Exercise objective: Lay out the lines below as a CSV with the header row input,output. Give one row per line: put its text in input and its answer in output, quote each field, replace line breaks with spaces, include every line, and omit the pictures.

********

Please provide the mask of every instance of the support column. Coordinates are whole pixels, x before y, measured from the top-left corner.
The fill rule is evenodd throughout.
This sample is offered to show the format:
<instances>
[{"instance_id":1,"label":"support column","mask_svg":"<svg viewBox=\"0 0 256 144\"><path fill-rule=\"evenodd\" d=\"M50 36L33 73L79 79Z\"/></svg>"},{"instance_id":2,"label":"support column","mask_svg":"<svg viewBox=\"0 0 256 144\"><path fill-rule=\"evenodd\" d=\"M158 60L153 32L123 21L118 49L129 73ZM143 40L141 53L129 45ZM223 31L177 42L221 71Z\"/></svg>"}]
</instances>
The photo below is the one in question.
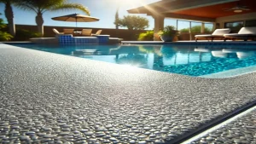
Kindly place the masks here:
<instances>
[{"instance_id":1,"label":"support column","mask_svg":"<svg viewBox=\"0 0 256 144\"><path fill-rule=\"evenodd\" d=\"M153 18L154 19L154 33L157 33L160 30L164 29L165 17L161 15L154 15Z\"/></svg>"},{"instance_id":2,"label":"support column","mask_svg":"<svg viewBox=\"0 0 256 144\"><path fill-rule=\"evenodd\" d=\"M177 31L178 20L176 20L176 30Z\"/></svg>"},{"instance_id":3,"label":"support column","mask_svg":"<svg viewBox=\"0 0 256 144\"><path fill-rule=\"evenodd\" d=\"M205 23L204 22L201 23L201 33L205 33Z\"/></svg>"},{"instance_id":4,"label":"support column","mask_svg":"<svg viewBox=\"0 0 256 144\"><path fill-rule=\"evenodd\" d=\"M189 39L190 39L190 41L192 40L192 36L191 36L191 21L189 21Z\"/></svg>"}]
</instances>

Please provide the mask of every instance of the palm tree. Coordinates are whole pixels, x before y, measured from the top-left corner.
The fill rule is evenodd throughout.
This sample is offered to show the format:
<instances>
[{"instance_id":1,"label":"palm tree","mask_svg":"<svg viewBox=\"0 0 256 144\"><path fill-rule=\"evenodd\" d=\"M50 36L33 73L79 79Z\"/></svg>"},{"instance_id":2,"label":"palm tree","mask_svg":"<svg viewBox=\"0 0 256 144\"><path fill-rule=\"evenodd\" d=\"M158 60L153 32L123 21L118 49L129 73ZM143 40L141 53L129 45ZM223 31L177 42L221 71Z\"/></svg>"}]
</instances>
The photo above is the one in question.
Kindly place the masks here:
<instances>
[{"instance_id":1,"label":"palm tree","mask_svg":"<svg viewBox=\"0 0 256 144\"><path fill-rule=\"evenodd\" d=\"M38 32L41 33L42 36L44 36L43 14L46 11L79 9L90 15L89 9L84 5L67 3L67 0L22 0L17 6L25 10L32 10L37 13L36 23Z\"/></svg>"},{"instance_id":2,"label":"palm tree","mask_svg":"<svg viewBox=\"0 0 256 144\"><path fill-rule=\"evenodd\" d=\"M17 0L0 0L0 3L5 4L4 14L8 21L9 32L12 35L15 35L15 26L14 22L14 12L11 6L12 3L15 3Z\"/></svg>"}]
</instances>

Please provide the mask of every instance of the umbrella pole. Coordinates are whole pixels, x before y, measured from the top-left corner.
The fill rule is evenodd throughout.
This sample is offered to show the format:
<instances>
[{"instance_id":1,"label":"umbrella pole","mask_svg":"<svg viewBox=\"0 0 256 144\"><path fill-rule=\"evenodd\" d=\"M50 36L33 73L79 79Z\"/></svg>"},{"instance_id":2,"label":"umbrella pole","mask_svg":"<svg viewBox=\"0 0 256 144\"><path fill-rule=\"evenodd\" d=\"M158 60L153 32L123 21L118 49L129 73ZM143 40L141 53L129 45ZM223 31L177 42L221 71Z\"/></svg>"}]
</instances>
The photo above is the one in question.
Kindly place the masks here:
<instances>
[{"instance_id":1,"label":"umbrella pole","mask_svg":"<svg viewBox=\"0 0 256 144\"><path fill-rule=\"evenodd\" d=\"M78 18L76 17L76 31L78 31Z\"/></svg>"}]
</instances>

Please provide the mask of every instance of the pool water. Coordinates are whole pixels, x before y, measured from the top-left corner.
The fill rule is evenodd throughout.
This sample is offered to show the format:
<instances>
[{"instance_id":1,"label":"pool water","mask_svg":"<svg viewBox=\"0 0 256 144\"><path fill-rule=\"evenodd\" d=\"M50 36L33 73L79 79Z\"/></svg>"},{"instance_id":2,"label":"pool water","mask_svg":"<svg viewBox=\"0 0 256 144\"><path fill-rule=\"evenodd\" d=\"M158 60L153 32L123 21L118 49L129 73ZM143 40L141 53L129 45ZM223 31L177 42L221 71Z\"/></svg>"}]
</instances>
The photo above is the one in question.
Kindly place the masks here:
<instances>
[{"instance_id":1,"label":"pool water","mask_svg":"<svg viewBox=\"0 0 256 144\"><path fill-rule=\"evenodd\" d=\"M256 45L15 46L195 77L256 66Z\"/></svg>"}]
</instances>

********

The answer:
input,output
"Please provide the mask of every instance of the support column. Coordinates are whole pixels, x before y, measured from the top-left corner. The fill rule is evenodd throughout. This sample is offered to show the format: <instances> [{""instance_id"":1,""label"":""support column"",""mask_svg"":""<svg viewBox=\""0 0 256 144\""><path fill-rule=\""evenodd\"" d=\""M50 36L33 73L79 79Z\""/></svg>""},{""instance_id"":2,""label"":""support column"",""mask_svg"":""<svg viewBox=\""0 0 256 144\""><path fill-rule=\""evenodd\"" d=\""M158 60L153 32L123 21L118 49L129 73ZM143 40L141 53L129 45ZM223 31L177 42L221 71Z\""/></svg>""}] </instances> The photo below is the one in question. Kindly place the masks here:","<instances> [{""instance_id"":1,""label"":""support column"",""mask_svg"":""<svg viewBox=\""0 0 256 144\""><path fill-rule=\""evenodd\"" d=\""M153 18L154 19L154 33L157 33L160 30L164 29L165 17L161 15L154 15Z\""/></svg>""},{""instance_id"":2,""label"":""support column"",""mask_svg"":""<svg viewBox=\""0 0 256 144\""><path fill-rule=\""evenodd\"" d=\""M177 31L178 20L176 20L176 30Z\""/></svg>""},{""instance_id"":3,""label"":""support column"",""mask_svg"":""<svg viewBox=\""0 0 256 144\""><path fill-rule=\""evenodd\"" d=\""M205 23L204 22L201 23L201 33L205 33Z\""/></svg>""},{""instance_id"":4,""label"":""support column"",""mask_svg"":""<svg viewBox=\""0 0 256 144\""><path fill-rule=\""evenodd\"" d=\""M189 39L190 39L190 41L192 40L192 36L191 36L191 21L189 21Z\""/></svg>""}] </instances>"
"Please provide the mask of every instance of the palm tree. Coordinates are whole pixels, x before y, measured from the top-left corner. The fill rule is evenodd throughout. This sample is offered to show the format: <instances> [{""instance_id"":1,""label"":""palm tree"",""mask_svg"":""<svg viewBox=\""0 0 256 144\""><path fill-rule=\""evenodd\"" d=\""M50 36L33 73L79 79Z\""/></svg>""},{""instance_id"":2,""label"":""palm tree"",""mask_svg"":""<svg viewBox=\""0 0 256 144\""><path fill-rule=\""evenodd\"" d=\""M158 60L153 32L123 21L118 49L129 73ZM143 40L141 53L129 45ZM223 31L177 42L221 71Z\""/></svg>""}] </instances> The photo above is the one in question. Kindly place the masks here:","<instances> [{""instance_id"":1,""label"":""palm tree"",""mask_svg"":""<svg viewBox=\""0 0 256 144\""><path fill-rule=\""evenodd\"" d=\""M38 32L41 33L42 36L44 36L43 14L46 11L79 9L90 15L89 9L84 5L67 3L67 0L22 0L17 6L25 10L32 10L37 13L36 23Z\""/></svg>""},{""instance_id"":2,""label"":""palm tree"",""mask_svg"":""<svg viewBox=\""0 0 256 144\""><path fill-rule=\""evenodd\"" d=\""M17 0L0 0L0 3L5 4L4 14L8 21L9 32L12 35L15 35L15 26L14 22L14 12L11 6L12 3L15 3Z\""/></svg>""}] </instances>"
"Please provide the mask of every instance of the umbrella pole. Coordinates are whole pixels, x before y, measured from the top-left corner. The fill rule is evenodd throughout. This sample is offered to show the format: <instances> [{""instance_id"":1,""label"":""umbrella pole"",""mask_svg"":""<svg viewBox=\""0 0 256 144\""><path fill-rule=\""evenodd\"" d=\""M50 36L33 73L79 79Z\""/></svg>""},{""instance_id"":2,""label"":""umbrella pole"",""mask_svg"":""<svg viewBox=\""0 0 256 144\""><path fill-rule=\""evenodd\"" d=\""M158 60L153 32L123 21L118 49L129 73ZM143 40L141 53L129 45ZM223 31L177 42L221 71Z\""/></svg>""}] </instances> The photo above is the one in question. Kindly place the masks here:","<instances> [{""instance_id"":1,""label"":""umbrella pole"",""mask_svg"":""<svg viewBox=\""0 0 256 144\""><path fill-rule=\""evenodd\"" d=\""M78 18L76 17L76 31L78 31Z\""/></svg>""}] </instances>"
"Please provide the mask of every instance of the pool water. Coordinates are whole pixels, x before y, measured from the top-left corner. The fill rule is evenodd throughout. This sample is offered to show the format: <instances> [{""instance_id"":1,""label"":""pool water"",""mask_svg"":""<svg viewBox=\""0 0 256 144\""><path fill-rule=\""evenodd\"" d=\""M50 36L33 73L79 79Z\""/></svg>""},{""instance_id"":2,""label"":""pool water"",""mask_svg"":""<svg viewBox=\""0 0 256 144\""><path fill-rule=\""evenodd\"" d=\""M158 60L153 32L123 21L118 49L129 73ZM143 40L141 53L129 45ZM223 31L177 42L221 71Z\""/></svg>""}] </instances> The photo above is the one in question. Kindly place the masks here:","<instances> [{""instance_id"":1,""label"":""pool water"",""mask_svg"":""<svg viewBox=\""0 0 256 144\""><path fill-rule=\""evenodd\"" d=\""M256 45L15 46L195 77L256 66Z\""/></svg>""}] </instances>"